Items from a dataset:
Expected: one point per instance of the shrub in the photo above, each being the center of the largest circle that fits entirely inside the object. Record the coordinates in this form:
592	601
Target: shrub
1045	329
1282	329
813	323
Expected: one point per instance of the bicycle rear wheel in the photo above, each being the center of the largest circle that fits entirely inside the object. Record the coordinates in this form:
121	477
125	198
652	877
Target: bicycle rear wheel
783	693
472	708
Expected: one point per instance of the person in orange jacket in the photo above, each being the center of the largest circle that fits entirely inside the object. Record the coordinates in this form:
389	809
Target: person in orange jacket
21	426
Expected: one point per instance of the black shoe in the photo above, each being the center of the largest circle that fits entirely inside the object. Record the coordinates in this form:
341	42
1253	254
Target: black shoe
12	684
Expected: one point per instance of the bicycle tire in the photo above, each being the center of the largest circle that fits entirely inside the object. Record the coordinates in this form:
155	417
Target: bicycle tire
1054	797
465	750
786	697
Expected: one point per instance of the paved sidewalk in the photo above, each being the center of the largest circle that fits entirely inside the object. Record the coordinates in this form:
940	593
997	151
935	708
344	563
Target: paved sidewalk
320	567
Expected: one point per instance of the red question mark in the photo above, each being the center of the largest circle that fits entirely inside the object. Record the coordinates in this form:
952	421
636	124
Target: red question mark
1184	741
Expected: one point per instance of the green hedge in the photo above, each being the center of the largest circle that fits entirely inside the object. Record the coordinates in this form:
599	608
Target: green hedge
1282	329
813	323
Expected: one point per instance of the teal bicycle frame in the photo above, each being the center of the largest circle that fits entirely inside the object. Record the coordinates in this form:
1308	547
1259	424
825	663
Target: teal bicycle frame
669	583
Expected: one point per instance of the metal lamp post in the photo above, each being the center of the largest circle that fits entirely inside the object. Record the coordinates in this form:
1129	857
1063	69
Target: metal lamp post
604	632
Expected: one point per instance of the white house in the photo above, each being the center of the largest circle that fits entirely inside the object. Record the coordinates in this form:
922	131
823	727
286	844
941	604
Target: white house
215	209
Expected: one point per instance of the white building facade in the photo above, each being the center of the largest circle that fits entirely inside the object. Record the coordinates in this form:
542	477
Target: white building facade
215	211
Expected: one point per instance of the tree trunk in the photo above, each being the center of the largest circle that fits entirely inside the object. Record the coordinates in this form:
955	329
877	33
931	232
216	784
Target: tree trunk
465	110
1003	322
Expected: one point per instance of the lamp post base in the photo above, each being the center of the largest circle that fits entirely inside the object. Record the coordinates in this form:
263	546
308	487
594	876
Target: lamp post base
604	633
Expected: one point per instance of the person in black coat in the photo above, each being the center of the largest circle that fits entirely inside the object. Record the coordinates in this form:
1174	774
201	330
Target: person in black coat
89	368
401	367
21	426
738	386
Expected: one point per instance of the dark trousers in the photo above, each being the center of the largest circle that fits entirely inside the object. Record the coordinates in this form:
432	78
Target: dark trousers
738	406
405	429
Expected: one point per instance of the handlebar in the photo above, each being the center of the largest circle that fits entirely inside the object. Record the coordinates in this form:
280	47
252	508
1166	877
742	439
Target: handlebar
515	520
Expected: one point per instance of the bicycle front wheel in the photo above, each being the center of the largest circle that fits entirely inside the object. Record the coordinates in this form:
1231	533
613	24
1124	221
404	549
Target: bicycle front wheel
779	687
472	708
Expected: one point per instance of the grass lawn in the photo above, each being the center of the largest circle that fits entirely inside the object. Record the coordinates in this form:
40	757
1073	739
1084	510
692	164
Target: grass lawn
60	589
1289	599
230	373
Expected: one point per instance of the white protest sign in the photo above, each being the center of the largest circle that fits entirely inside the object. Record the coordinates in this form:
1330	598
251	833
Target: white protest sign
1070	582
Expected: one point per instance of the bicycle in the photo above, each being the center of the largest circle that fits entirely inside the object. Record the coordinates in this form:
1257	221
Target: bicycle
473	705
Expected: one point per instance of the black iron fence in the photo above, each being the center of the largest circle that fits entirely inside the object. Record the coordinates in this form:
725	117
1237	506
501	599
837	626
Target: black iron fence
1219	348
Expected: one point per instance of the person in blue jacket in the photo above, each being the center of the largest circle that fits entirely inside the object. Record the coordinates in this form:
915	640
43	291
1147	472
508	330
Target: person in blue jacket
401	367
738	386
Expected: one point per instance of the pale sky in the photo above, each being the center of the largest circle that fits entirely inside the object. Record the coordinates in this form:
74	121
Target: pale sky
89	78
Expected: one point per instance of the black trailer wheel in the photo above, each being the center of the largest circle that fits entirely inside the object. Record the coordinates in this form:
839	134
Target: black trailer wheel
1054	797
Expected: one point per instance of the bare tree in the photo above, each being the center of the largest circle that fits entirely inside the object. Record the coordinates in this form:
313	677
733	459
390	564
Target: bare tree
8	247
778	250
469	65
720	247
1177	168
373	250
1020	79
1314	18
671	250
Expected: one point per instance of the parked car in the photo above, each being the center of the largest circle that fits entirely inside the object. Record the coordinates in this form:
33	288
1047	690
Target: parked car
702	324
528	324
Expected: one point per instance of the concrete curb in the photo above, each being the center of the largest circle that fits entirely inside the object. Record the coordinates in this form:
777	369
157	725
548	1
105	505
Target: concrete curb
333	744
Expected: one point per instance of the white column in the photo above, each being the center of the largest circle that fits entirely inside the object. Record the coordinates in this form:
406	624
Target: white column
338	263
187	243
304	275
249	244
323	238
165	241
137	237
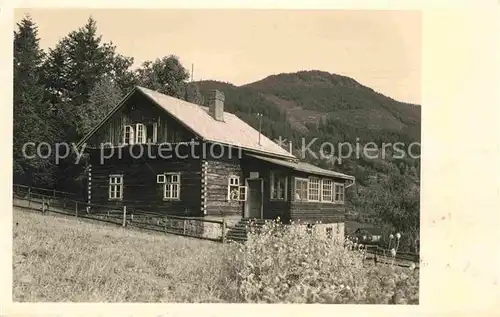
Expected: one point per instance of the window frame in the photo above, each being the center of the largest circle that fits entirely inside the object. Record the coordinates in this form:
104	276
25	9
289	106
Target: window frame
131	138
332	190
115	185
171	184
342	185
144	138
234	186
301	179
272	177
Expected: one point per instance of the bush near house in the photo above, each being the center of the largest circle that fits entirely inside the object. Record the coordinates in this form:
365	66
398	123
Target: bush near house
65	259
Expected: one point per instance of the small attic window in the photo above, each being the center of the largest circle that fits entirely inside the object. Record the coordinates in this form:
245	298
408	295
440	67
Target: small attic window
128	134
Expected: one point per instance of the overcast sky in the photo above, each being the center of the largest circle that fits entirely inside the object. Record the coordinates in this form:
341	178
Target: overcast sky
380	49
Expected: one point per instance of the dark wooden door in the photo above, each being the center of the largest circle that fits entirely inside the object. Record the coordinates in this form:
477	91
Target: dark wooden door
254	199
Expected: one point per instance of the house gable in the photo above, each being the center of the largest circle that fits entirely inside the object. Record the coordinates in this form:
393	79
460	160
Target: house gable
136	108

GIVEN INSTRUCTION:
Repeat all the data as it stands, dropping any images it holds.

ANSWER TO THIS PROBLEM:
Expected: one point per instance of the shrub in the photo above, each being the center of the largest circle that fits entirely inside the object. Record the coordinates in this form:
592	601
Target: shrub
1045	329
1282	329
813	323
Expected: one point per instance of the bicycle rear wheel in the photo above, each being the center of the largest circle that fits entirely inside the object. Record the coordinates in this form:
121	477
125	198
652	877
Target: bicycle rear wheel
783	693
472	708
Expected: one point per instance of the person in orange jacket in the photo above, each being the center of the largest circle that fits entirely inside the object. Record the coordinates in this form:
389	809
Target: person in orange jacket
21	426
Expected: one point per instance of the black shoe in the photo above, each being the center of the largest circle that fits entirely inside the object. Record the coordinates in this form:
341	42
1253	254
Target: black shoe
12	684
Expected: one point per instance of the bicycle tire in the photo above, each being the center of the largest circle that fits entirely inside the object. Record the coordinates in this form:
155	417
Target: bicycle tire
1054	797
465	750
786	697
Expected: one point per instance of the paved sidewalk in the photo above, each being the center of the largest circle that fits entirely inside the object. Record the coordinates in this form:
940	593
997	151
935	708
344	563
Target: paved sidewalk
320	567
Expected: one point per instance of the red question mark in the photo above, each being the center of the largest circle that fits entirely inside the object. Record the coordinates in this form:
952	421
636	124
Target: red question mark
1184	741
Expected: one point per instance of the green hedge in the photo above, each being the center of the largest circle that fits entirely inside the object. Record the coordinates in this form:
599	608
Target: green hedge
1282	329
813	323
Expected: one point per instance of the teal bicycle frame in the photo above, each being the center of the largest circle that fits entirely inside the object. Record the coordinates in this form:
1308	547
1259	424
825	663
Target: teal bicycle frame
669	583
Expected: one point per instance of the metal lamp post in the photo above, each being the center of the largest circle that fits entirely inside the object. Record the coordinates in this form:
1129	857
1063	69
Target: metal lamp post
604	632
Expected: one point per instance of the white house in the photo above, each being the center of the largest circle that fits entirely inside the object. Record the coordinates in this form:
922	131
823	727
286	844
941	604
Target: white house
215	209
Expected: one point per instance of the white building facade in the photo above, each being the center of the largest circle that fits entirely inside the object. Record the coordinates in this form:
542	477
Target: white building facade
215	211
Expected: one point per instance of the tree trunk in the photo above, each being the center of the largest circle that fits entirely inside the object. Record the coordinates in this form:
955	329
877	33
931	232
216	784
Target: tree trunk
465	110
1003	322
Expected: one point per instance of the lamp post base in the photo above, each being the center of the largest circle that fits entirely inside the object. Record the coordinates in this form:
263	546
308	487
594	876
Target: lamp post base
604	633
Expected: one point per instance of the person in black coat in the photo above, each being the center of the largest circle that fits entirely inside the object. Record the coordinates in this form:
1174	774
201	330
Target: person in black coat
89	368
401	367
21	426
738	386
Expected: one point per instance of the dark trousers in the photo above, each being the center of the largest circle that fits entirely inside the object. Record the coordinates in this form:
432	78
Target: dark trousers
738	406
405	429
Expected: one point per instance of the handlebar in the photo above, each being the center of the largest circle that fits entirely inside the object. Record the coordinates in this form:
280	47
252	508
1166	877
742	439
Target: handlebar
515	520
Expected: one point per instance of the bicycle front wheel in the photo above, each being the center of the largest circle that fits entirely inside the object. Record the coordinates in this form:
1231	533
613	24
1124	221
404	549
Target: bicycle front wheel
779	687
472	708
Expected: one point per instance of the grass lawn in the photo above, each being the center of the largest circle that fits entirely inside the object. Record the coordinates in this form:
40	757
1073	739
1084	510
692	164
Target: grass lawn
60	589
1289	599
230	373
Expected: one point per instance of the white protest sign in the photo above, each being the center of the largest circle that fits entirely inside the object. Record the coordinates in this form:
1330	598
251	833
Target: white protest sign
1070	582
Expected: one point per instance of the bicycle in the photo above, each being the center of the largest circle that fits entirely inside the object. Record the coordinates in this form:
1257	221
Target: bicycle
473	705
Expected: one point per instance of the black iron fence in the photo above, each being the center of the largest circle that fits entirely inside the object. Record the coordinates in this form:
725	117
1237	506
501	599
837	626
Target: black iron fence
1219	348
Expected: one point per instance of the person in blue jacket in the photo above, each being the center of the largest circle that fits entirely inside the object. Record the coordinates in this form:
915	640
43	291
1147	472
508	330
Target: person in blue jacket
401	367
738	386
Expected: one point per instance of the pale sky in the photo above, each being the center of the largest circle that fits entirely inside the object. Record the coordinates in this form:
74	121
Target: pale sky
89	78
Expected: one point per instance of the black trailer wheel in the photo above, each being the center of the largest circle that fits entirely inside the object. Record the coordinates in this form:
839	134
Target: black trailer wheel
1054	797
Expected: one point per instance of the bare tree in the photo above, each being the center of the largest circle that fits entirely inside the object. Record the coordinates in this form:
313	677
733	459
390	564
Target: bare tree
8	247
778	250
469	65
720	247
1177	168
373	250
1020	79
1314	18
671	250
Expected: one point per instance of the parked car in the photo above, each being the center of the largest circle that fits entirely inside the object. Record the coordinates in this form:
33	288
1047	690
Target: parked car
702	324
528	324
Expected: one point per instance of the concrete curb in the photo above, each being the center of the largest circle that fits entirely inside the object. Record the coordinates in this form:
777	369
157	725
548	1
105	505
Target: concrete curb
333	744
Expected: one point per instance of the white column in the photo above, each being the center of the largest circle that fits entirely inside the object. Record the coordinates in this form:
406	624
Target: white column
338	263
187	243
304	275
249	244
323	238
165	241
137	237
Expected: one point per instance of the window frame in the photo above, each being the center of the largest circle that fits entirely inside the object. Record the coordinates in this form:
104	276
25	9
289	106
Target: window frame
131	138
332	190
115	185
171	184
342	185
144	138
234	186
301	179
272	177
Expected: one point per instance of the bush near house in the photo above, each being the center of the largest circle that fits entirely inside the object. Record the coordinates in this form:
365	66
398	123
Target: bush near house
65	259
Expected: one point per instance of the small attic window in the photo above, each being the center of the largest circle that fits entirely inside the object. Record the coordinates in this form:
245	298
408	295
440	67
Target: small attic window
128	134
Expected: one point per instance of the overcast sky in the photo above, each being the center of the largest circle that fits entirely inside the object. Record the coordinates in this form:
341	178
Target: overcast sky
380	49
Expected: one point per instance of the dark wooden door in the photo above, each being the center of the largest circle that fits entirely inside the object. Record the coordinates in this form:
477	91
Target: dark wooden door
254	199
Expected: one point per instance of the house gable in the photo above, each being the center of the largest circle that fits entirely inside the object. Record the coordinates in this form:
393	79
460	160
Target: house gable
136	108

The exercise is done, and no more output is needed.